READING TEXT:
%%

The Digital Millennium Copyright Act should define a company’s obligations regarding copyrights, and new video-sharing site, YouTube, says it goes out of its way to follow those rules. However, legal experts wonder if the courts will ultimately have to decide how the DMCA and other laws apply to this new market.
That could be an unnerving possibility to the fledgling video-sharing sites. Many are just starting to figure out their business models, and getting dragged into expensive legal tussles or being forced to implement complicated copyright-protection procedures could snuff out a new kind of business just as it’s starting to get traction.
So who’s right? For now, YouTube is standing on the legal argument that it is protected under the same federal law that protects other online services (such as Craigslist, eBay and GeoCities) from liability for copyright violations its customers may commit. However, intellectual property attorneys also see areas where YouTube risks violating the DMCA. For example, the law specifically prohibits a website from profiting from copyrighted material, yet ads have appeared on YouTube alongside individual video clips.
The new video-sharing culture appears to be here to stay. How well it can exist without violating intellectual property rights remains to be seen.
CNet News.com, July 24, 2006 (Greg Sandoval)
Quick Bits and Bytes
CinemaNow Sells Movie Downloads
CinemaNow Inc. is now selling mainstream movies for download that can be transferred to DVD, marking a first for Hollywood films bought and distributed over the Internet.

%%

Saved data entries:
%%

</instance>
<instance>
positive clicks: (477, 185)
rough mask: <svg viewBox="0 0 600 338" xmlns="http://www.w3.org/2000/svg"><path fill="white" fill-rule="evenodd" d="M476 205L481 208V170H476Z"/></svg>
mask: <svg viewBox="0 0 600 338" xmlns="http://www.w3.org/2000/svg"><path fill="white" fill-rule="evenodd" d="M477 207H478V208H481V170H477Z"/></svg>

%%

WHAT TO WORK ON:
(a) Please transcribe the part of the passage on YouTube and copyright law starting with "The new video-sharing" and going on through "over the Internet.".
(b) Translate this sentence from the passage on YouTube and copyright law into Spanish: "The new video-sharing culture appears to be here to stay."
You won't need the records here.

RESPONSES FOR EACH TASK:
(a)
The new video-sharing culture appears to be here to stay. How well it can exist without violating intellectual property rights remains to be seen.
CNet News.com, July 24, 2006 (Greg Sandoval)
Quick Bits and Bytes
CinemaNow Sells Movie Downloads
CinemaNow Inc. is now selling mainstream movies for download that can be transferred to DVD, marking a first for Hollywood films bought and distributed over the Internet.

(b) La nueva cultura de compartir videos parece haber llegado para quedarse.